Yes, so much stuff everywhere! We started the design yesterday, basically just "broke down" the dresser. It's been easy so far. I'm taking pictures along the way and plan to make a tutorial for you ladies!! I'm so excited. I'm trying to think of everything that I have for my pups and think of good design aspects that could help with organization. There is going to be "dog butt" hooks for leashes, collars and harnesses, a rod for hanging clothes/coats/tutus, a shelf for bins/buckets that can hold toys, and a drawer for thing that need to be kept out of sight, such as treats and extra bowls/blankets. I have a ton of blankets for Ote - why I have so many, I have no idea! LOL


----------



## proudpeyotemama

http://www.chihuahua-people.com/chihuahua-crafts/67503-dog-dresser-done-tutorial.html#post917510 Here's the thread with the tutorial and before & after pictures!


----------



## Chi Nation

~LS~ said:


> What is it about spring that brings out all the creativity? lol :daisy:


I dont know, but i am ready to start vetting creative. My neighbor has started building the doggy playhouse in my yard and now i think i will get creative and make so stuff to go in it.


----------



## proudpeyotemama

EastGreenChihuahuas said:


> I dont know, but i am ready to start vetting creative. My neighbor has started building the doggy playhouse in my yard and now i think i will get creative and make so stuff to go in it.


Oh that will be fun!!! Sew a few beds, hang some photos of the pups, that will turn out awesome I'm sure!


----------

■ **Collected data**:

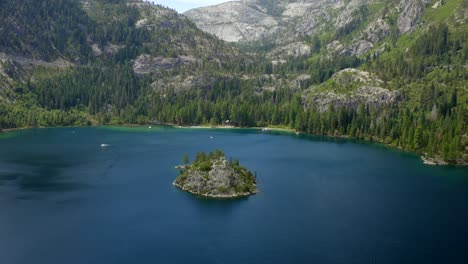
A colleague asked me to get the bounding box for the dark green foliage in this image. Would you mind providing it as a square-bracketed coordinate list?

■ **Problem to work on**: Retype the forum thread above word for word, from "Yes, so much" to "before & after pictures!".

■ **Exercise output**:
Yes, so much stuff everywhere! We started the design yesterday, basically just "broke down" the dresser. It's been easy so far. I'm taking pictures along the way and plan to make a tutorial for you ladies!! I'm so excited. I'm trying to think of everything that I have for my pups and think of good design aspects that could help with organization. There is going to be "dog butt" hooks for leashes, collars and harnesses, a rod for hanging clothes/coats/tutus, a shelf for bins/buckets that can hold toys, and a drawer for thing that need to be kept out of sight, such as treats and extra bowls/blankets. I have a ton of blankets for Ote - why I have so many, I have no idea! LOL


----------



## proudpeyotemama

http://www.chihuahua-people.com/chihuahua-crafts/67503-dog-dresser-done-tutorial.html#post917510 Here's the thread with the tutorial and before & after pictures!